Directive | Print the part of the listing that opens with its first line and closes with the line containing "439;292;514;424", both ends included, copying every line without change.

Records provided |
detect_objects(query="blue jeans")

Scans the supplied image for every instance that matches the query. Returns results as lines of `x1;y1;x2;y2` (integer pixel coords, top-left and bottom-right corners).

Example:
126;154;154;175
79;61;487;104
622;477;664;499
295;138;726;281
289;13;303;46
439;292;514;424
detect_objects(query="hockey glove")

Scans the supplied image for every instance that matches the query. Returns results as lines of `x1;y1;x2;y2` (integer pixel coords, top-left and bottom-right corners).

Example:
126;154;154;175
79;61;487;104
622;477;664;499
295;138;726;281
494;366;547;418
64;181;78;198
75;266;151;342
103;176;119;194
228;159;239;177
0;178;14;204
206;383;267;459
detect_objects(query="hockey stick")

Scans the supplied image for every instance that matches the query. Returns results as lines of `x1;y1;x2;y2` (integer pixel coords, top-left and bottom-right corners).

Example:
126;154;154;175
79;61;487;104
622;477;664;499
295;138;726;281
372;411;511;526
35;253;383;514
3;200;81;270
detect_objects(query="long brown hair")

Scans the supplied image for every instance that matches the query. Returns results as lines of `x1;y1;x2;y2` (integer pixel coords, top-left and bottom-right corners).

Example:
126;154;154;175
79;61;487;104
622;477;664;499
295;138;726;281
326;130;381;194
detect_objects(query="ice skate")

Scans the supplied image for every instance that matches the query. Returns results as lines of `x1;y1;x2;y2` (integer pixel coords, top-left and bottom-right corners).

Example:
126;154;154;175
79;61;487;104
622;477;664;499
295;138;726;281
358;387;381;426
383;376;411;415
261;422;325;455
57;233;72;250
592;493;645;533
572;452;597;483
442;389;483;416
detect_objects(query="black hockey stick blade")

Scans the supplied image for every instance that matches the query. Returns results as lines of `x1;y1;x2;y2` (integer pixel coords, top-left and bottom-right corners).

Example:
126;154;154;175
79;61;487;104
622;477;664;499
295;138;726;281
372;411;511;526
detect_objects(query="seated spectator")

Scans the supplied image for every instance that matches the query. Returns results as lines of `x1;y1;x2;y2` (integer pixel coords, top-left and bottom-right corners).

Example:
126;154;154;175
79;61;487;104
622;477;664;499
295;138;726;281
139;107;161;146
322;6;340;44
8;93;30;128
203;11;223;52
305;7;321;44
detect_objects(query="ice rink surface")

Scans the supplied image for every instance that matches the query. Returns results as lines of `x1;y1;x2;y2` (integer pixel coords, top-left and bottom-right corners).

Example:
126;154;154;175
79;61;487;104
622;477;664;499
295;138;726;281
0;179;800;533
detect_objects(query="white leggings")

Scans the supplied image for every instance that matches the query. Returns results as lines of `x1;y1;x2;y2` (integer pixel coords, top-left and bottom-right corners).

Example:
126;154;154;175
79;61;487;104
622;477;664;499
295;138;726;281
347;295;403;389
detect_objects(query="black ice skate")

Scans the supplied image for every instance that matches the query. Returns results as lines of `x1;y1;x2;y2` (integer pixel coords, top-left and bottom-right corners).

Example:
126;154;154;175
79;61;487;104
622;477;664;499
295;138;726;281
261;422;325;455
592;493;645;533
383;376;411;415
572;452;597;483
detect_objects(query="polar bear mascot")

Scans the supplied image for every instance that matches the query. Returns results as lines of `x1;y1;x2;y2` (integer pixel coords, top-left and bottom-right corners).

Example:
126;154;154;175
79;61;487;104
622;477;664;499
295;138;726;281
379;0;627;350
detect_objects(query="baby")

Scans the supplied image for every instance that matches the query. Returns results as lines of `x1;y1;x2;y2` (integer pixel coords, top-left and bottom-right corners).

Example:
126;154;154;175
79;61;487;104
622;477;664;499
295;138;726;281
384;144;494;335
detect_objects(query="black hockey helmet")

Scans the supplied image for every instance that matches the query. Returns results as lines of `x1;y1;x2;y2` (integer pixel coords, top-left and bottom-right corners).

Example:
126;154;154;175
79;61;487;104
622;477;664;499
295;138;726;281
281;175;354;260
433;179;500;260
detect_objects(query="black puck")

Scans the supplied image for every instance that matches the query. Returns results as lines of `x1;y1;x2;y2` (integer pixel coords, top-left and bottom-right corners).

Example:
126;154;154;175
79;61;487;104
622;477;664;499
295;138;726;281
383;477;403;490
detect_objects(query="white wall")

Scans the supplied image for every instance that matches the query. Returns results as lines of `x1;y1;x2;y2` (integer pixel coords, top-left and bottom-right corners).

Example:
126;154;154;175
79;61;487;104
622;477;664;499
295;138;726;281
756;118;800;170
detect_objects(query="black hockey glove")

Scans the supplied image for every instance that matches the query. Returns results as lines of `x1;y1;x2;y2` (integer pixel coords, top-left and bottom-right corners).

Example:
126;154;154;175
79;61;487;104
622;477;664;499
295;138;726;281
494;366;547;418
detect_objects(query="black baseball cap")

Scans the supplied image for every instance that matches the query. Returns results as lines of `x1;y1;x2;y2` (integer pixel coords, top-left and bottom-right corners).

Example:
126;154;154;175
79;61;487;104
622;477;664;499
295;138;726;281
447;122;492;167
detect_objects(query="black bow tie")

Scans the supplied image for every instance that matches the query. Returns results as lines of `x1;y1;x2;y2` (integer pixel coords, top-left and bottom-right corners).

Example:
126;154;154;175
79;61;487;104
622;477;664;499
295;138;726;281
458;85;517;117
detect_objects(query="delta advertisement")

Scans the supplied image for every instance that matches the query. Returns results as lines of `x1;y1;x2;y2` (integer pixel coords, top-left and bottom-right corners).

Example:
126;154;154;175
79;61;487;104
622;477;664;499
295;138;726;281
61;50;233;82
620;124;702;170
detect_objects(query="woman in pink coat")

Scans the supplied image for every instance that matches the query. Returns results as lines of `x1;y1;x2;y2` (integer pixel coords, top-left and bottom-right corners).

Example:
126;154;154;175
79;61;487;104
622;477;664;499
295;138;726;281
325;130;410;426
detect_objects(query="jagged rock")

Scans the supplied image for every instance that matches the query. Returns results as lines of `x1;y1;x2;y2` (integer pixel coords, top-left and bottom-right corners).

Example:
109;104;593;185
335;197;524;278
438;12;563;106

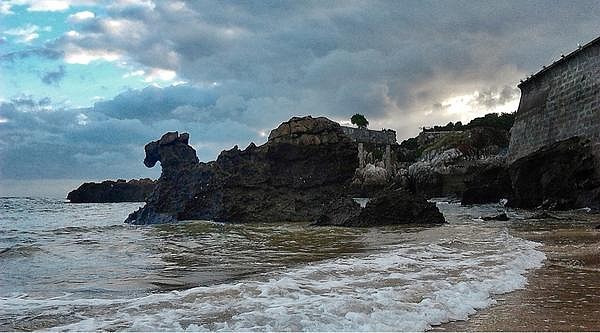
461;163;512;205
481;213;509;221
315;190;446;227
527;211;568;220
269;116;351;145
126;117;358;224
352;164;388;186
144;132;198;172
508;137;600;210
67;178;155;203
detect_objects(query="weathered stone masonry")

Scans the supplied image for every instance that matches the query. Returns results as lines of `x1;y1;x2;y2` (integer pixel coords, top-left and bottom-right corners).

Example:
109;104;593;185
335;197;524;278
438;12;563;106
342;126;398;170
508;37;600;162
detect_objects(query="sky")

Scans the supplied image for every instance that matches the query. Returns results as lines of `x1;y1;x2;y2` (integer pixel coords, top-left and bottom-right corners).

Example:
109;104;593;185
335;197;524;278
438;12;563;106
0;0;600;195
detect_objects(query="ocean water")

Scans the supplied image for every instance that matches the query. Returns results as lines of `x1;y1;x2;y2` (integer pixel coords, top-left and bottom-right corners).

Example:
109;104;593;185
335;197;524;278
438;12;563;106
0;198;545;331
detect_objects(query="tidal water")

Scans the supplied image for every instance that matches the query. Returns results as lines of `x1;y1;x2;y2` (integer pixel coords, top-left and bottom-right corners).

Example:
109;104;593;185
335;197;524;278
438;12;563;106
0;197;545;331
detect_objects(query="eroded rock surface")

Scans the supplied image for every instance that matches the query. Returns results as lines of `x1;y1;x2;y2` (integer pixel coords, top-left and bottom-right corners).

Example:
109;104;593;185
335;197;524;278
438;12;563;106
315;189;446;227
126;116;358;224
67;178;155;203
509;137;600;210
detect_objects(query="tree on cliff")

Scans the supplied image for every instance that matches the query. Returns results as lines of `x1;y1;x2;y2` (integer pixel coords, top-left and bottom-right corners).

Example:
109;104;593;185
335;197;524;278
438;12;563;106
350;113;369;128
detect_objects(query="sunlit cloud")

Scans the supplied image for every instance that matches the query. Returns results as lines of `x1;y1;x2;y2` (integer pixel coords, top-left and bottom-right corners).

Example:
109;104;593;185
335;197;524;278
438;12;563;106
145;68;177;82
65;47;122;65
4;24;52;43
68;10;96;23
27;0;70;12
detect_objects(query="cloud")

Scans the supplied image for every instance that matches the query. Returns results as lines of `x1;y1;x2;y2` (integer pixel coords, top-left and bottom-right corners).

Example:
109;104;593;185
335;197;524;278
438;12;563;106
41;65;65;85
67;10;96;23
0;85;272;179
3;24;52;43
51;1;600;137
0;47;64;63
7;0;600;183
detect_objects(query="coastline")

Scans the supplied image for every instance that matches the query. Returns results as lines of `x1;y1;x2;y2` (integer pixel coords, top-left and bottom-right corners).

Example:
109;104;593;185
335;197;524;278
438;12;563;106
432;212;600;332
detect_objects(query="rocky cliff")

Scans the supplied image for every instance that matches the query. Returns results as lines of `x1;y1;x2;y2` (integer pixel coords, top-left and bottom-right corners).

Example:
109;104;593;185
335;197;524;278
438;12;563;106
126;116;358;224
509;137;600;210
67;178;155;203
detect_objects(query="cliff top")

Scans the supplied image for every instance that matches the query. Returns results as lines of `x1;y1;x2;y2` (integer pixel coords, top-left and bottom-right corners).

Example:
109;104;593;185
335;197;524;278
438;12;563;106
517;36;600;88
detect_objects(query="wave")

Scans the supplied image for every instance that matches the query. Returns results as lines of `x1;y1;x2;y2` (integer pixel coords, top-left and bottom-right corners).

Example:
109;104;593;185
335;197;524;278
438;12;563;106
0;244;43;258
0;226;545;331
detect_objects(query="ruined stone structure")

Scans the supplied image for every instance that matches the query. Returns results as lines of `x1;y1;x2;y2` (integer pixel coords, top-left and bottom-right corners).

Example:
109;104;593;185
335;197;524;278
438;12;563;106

Exercise output |
detect_objects(query="blue jeans")

Scans the supplied image for every instance that matches the query. Returns results as lines of `x1;y1;x2;y2` (integer pixel coords, top-left and bottom-right corners).

Example:
126;154;154;175
79;61;487;104
622;477;664;499
295;138;726;281
289;13;303;46
439;292;514;424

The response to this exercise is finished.